§ **PROBLEM REQUIREMENTS**
From the records below, set down exactly the lines starting with the line that contains "Check that every instance of the dead" and going on through the line that contains "Check that every instance of the brown". Nothing else is wanted.

§ **THE DATA**

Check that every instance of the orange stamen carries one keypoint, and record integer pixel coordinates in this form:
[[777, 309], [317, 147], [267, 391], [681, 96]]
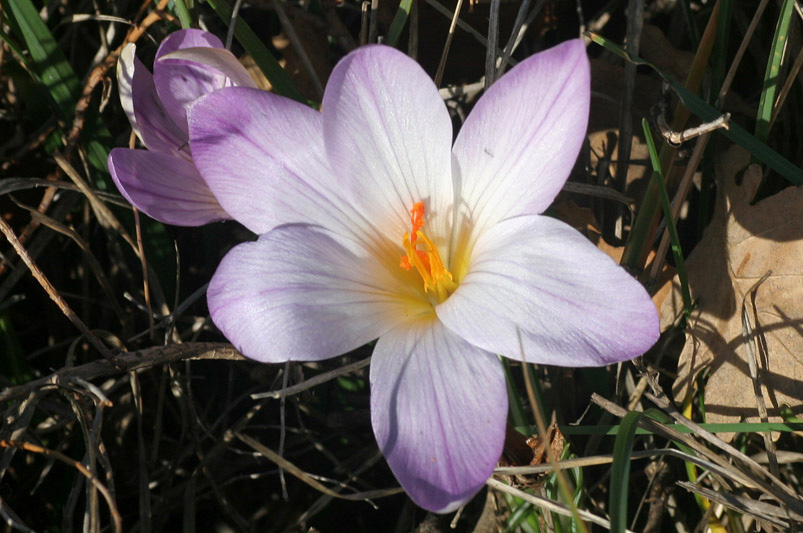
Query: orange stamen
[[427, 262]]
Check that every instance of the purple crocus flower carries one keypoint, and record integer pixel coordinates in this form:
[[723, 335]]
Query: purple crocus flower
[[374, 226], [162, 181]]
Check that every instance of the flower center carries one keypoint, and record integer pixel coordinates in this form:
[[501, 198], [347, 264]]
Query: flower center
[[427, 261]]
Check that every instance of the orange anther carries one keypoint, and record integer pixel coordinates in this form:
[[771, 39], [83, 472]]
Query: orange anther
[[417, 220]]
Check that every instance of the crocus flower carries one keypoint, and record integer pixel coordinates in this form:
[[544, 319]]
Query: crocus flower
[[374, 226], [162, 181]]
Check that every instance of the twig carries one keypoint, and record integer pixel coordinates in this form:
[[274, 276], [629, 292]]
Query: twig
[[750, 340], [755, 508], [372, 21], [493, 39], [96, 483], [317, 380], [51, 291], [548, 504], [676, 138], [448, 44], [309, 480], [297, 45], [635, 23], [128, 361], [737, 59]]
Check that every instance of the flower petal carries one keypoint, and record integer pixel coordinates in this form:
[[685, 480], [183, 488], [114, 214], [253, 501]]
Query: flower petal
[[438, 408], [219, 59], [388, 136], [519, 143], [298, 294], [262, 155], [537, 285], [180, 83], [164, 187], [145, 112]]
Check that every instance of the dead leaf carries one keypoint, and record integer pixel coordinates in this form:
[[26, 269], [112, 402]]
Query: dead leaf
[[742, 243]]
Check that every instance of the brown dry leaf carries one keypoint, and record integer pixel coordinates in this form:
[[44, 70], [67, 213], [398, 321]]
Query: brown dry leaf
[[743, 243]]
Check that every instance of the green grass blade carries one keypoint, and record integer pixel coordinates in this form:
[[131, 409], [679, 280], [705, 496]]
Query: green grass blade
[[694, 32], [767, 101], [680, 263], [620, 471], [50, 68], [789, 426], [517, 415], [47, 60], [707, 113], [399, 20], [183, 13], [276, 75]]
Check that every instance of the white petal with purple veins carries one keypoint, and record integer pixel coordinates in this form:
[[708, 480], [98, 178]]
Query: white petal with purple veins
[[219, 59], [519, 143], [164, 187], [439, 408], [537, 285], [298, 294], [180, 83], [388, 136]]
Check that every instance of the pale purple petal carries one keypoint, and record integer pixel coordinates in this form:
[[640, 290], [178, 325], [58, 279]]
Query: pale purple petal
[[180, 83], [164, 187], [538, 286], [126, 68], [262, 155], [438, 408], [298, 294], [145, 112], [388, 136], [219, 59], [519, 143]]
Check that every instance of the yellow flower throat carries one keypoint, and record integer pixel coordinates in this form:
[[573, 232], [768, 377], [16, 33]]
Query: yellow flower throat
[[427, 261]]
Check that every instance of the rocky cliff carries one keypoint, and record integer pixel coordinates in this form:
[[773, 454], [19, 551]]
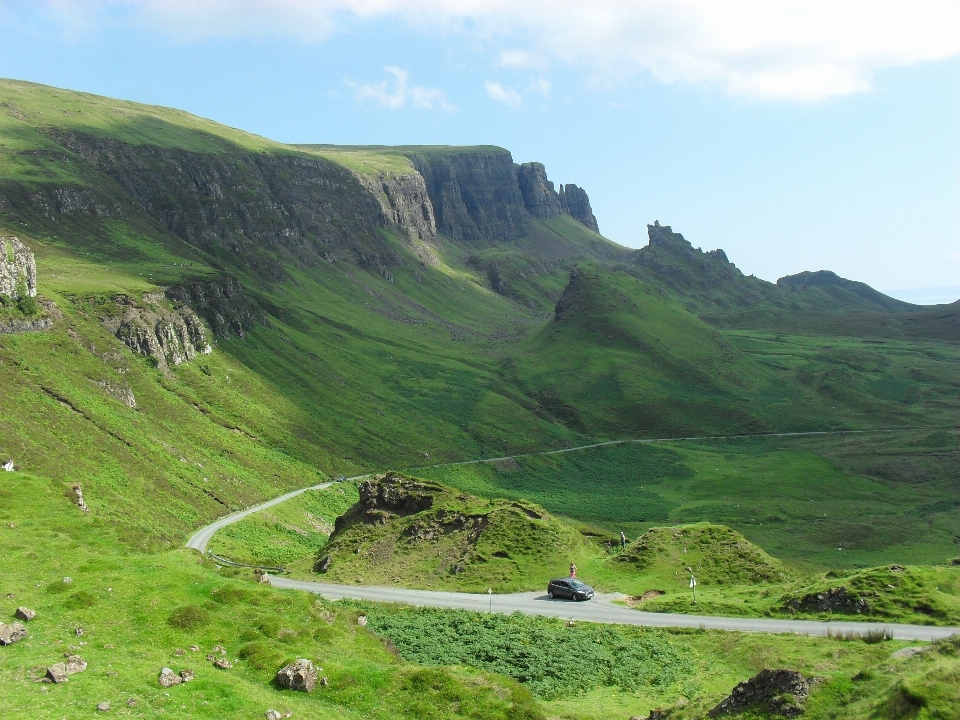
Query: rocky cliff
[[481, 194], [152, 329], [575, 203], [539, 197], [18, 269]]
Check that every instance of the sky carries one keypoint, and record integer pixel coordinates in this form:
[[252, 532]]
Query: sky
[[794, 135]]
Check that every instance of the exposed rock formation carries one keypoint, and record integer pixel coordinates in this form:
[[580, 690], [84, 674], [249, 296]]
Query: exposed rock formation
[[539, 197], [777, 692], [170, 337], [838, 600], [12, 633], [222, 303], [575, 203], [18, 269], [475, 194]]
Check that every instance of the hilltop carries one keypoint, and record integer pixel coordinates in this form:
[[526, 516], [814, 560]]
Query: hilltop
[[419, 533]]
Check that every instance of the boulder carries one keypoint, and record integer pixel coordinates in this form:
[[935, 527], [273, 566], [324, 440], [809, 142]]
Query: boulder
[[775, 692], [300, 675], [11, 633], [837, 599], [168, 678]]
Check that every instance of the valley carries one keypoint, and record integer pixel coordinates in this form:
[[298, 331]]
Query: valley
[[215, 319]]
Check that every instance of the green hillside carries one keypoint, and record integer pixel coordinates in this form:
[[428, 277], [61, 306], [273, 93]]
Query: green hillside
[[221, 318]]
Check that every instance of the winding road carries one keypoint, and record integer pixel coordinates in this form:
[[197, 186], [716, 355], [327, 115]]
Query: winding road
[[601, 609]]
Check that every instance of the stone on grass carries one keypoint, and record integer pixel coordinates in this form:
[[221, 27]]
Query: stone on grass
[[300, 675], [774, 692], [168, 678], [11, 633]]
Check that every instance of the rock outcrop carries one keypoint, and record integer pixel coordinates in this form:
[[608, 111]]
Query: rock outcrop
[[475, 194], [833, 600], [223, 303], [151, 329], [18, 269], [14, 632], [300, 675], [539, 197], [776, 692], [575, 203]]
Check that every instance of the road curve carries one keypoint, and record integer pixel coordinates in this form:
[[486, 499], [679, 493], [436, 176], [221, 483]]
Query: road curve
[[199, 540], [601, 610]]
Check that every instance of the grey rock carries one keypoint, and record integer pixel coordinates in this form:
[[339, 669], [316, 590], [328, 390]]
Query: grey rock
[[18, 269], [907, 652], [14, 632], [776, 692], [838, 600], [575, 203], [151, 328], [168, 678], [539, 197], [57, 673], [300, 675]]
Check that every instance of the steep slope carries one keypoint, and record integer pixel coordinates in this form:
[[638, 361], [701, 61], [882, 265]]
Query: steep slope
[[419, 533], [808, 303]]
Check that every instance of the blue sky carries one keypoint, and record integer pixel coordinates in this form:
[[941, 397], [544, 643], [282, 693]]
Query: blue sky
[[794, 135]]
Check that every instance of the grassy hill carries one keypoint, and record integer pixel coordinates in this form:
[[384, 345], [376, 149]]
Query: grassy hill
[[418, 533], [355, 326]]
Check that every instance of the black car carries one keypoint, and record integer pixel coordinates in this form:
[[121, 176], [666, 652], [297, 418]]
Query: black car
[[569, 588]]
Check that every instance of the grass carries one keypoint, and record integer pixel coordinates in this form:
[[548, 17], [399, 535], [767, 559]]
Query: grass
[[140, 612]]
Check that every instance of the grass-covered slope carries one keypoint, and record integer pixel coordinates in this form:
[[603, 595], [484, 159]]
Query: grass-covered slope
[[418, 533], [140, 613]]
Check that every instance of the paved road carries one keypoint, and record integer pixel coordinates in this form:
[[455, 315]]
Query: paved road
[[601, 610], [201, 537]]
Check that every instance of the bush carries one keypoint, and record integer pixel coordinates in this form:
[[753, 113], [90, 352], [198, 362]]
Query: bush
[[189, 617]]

§ **RESPONSE TO THE TASK**
Check that every instance of the dead leaf carries one keypoint, and record integer pixel coordinates in this form:
[[26, 269], [112, 402]]
Query: dead leaf
[[742, 243]]
Check that every instance of the brown dry leaf carries one keypoint, and record integer pixel coordinates in this form:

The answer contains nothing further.